TASK GOAL - Count the lines in the items below that contain the string "archway", treating uppercase and lowercase as different, and give only that number.
** Start of MATERIAL SHOWN **
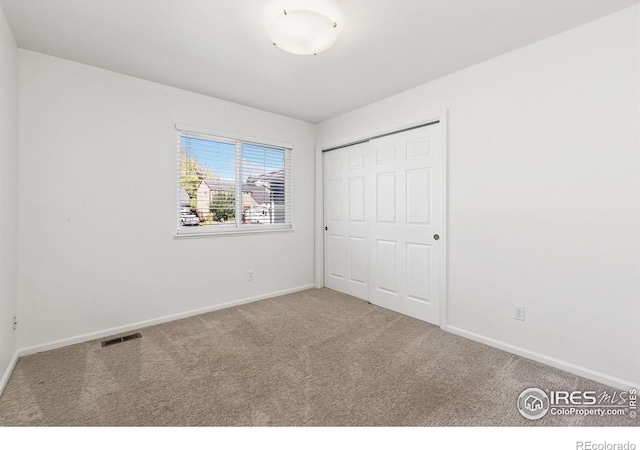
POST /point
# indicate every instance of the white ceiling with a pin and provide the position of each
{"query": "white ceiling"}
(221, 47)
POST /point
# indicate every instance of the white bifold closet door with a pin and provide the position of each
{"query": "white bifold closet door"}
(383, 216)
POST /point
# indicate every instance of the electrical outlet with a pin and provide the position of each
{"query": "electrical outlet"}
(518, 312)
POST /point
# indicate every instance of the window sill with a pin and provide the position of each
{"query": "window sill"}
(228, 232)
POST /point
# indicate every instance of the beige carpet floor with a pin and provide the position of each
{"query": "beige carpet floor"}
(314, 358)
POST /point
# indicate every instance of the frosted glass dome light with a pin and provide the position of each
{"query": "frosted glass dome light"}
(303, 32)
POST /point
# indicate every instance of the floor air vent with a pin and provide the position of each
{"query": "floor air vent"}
** End of MATERIAL SHOWN **
** Start of MATERIAL SHOWN **
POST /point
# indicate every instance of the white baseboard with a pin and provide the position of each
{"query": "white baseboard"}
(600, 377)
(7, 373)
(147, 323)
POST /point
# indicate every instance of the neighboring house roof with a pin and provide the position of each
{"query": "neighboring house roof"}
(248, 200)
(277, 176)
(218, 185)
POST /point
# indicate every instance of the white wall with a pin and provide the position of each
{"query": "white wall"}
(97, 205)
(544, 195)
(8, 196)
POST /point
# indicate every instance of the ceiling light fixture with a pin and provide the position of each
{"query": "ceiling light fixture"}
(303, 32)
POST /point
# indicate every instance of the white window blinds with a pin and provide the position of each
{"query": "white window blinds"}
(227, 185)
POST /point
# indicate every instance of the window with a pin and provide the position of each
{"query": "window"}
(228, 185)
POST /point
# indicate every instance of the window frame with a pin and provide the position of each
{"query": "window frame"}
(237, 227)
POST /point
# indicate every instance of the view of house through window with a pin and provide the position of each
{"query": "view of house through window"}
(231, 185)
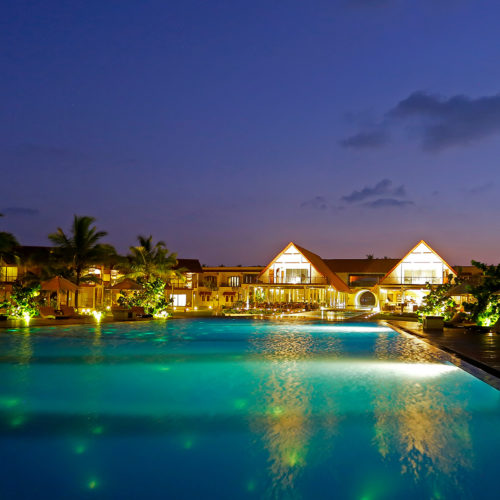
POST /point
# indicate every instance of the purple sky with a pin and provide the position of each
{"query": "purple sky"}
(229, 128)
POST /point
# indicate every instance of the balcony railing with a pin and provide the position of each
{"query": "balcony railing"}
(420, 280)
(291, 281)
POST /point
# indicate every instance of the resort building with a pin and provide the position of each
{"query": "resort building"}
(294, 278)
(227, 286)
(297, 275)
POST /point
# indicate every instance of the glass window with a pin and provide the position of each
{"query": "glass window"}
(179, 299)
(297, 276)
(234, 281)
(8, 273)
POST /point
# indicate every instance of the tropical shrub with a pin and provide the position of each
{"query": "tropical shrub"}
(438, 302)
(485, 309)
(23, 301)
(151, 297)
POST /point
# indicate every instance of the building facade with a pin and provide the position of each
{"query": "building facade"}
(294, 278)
** End of MATERIAL SHOWN **
** Start of MATERIAL SHOWN **
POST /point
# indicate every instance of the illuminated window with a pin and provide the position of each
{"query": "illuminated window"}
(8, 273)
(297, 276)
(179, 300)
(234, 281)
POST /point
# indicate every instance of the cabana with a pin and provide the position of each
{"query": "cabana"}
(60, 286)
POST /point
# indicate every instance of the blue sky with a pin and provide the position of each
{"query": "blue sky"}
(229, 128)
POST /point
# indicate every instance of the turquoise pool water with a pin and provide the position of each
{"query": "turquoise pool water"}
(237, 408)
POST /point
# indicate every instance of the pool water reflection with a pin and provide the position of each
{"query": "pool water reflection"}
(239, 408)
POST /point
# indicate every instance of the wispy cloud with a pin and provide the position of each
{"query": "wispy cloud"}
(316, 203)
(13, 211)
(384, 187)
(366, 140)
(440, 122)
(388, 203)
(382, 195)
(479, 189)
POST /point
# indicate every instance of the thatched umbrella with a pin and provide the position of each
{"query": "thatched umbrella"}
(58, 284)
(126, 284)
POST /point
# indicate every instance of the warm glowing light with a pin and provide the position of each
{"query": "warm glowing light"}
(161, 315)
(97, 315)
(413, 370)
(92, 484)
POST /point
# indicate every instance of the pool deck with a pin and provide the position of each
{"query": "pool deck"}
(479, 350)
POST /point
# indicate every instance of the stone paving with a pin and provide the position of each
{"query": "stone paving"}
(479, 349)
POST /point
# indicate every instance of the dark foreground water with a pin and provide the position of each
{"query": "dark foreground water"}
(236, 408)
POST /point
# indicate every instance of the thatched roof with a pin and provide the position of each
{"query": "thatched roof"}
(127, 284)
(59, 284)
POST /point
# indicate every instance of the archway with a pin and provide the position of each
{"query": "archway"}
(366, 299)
** End of MATERIAL SHOWN **
RESULT FOR THIS TASK - 2